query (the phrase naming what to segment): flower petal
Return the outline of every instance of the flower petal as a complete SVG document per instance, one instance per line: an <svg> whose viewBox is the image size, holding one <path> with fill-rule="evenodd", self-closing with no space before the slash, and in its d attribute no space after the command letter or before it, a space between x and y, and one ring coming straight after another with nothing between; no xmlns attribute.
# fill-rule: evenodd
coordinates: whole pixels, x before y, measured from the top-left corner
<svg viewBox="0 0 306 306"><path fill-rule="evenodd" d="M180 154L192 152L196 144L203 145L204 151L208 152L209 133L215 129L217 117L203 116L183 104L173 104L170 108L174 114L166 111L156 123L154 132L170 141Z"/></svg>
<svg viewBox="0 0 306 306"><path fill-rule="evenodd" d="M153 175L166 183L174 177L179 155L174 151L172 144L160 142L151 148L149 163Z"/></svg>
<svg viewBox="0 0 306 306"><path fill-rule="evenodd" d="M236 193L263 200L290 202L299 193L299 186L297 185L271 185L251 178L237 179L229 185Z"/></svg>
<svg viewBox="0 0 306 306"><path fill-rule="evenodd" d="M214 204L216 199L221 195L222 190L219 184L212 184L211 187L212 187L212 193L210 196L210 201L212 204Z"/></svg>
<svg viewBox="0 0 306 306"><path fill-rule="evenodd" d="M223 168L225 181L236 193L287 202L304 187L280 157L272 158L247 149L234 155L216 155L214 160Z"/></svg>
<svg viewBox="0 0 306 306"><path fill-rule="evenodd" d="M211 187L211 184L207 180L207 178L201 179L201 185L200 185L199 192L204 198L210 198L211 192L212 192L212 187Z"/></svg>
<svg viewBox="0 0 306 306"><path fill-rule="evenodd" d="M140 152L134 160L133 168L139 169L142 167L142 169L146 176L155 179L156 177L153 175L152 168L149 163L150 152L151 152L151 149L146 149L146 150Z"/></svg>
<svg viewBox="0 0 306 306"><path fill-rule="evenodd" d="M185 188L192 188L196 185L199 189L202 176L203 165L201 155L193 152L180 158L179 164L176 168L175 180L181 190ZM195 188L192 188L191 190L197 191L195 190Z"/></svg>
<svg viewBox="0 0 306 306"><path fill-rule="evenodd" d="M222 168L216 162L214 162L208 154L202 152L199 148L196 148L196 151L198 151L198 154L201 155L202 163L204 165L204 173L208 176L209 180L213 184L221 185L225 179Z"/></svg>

++++

— SHORT TASK —
Copy out the items character for character, from their first line up to and including the line containing "175L166 183L174 177L179".

— EXPECTED OUTPUT —
query (the phrase naming what to segment): flower petal
Return the outline of every instance of the flower petal as a complete SVG document per instance, one instance per line: an <svg> whose viewBox is the image size, holding one <path> with fill-rule="evenodd", self-closing with no space before the slash, and in its d attribute no space after the command letter or before it, a space between x and y, and one ring coming straight after another with nothing between; no xmlns attribute.
# fill-rule: evenodd
coordinates: whole pixels, x before y, measured from the top-left corner
<svg viewBox="0 0 306 306"><path fill-rule="evenodd" d="M180 154L192 152L196 144L203 145L204 151L208 152L209 133L215 129L217 117L203 116L183 104L173 104L170 108L174 114L166 111L156 123L154 132L170 141Z"/></svg>
<svg viewBox="0 0 306 306"><path fill-rule="evenodd" d="M153 175L166 183L174 177L179 155L174 151L172 144L160 142L151 148L149 163Z"/></svg>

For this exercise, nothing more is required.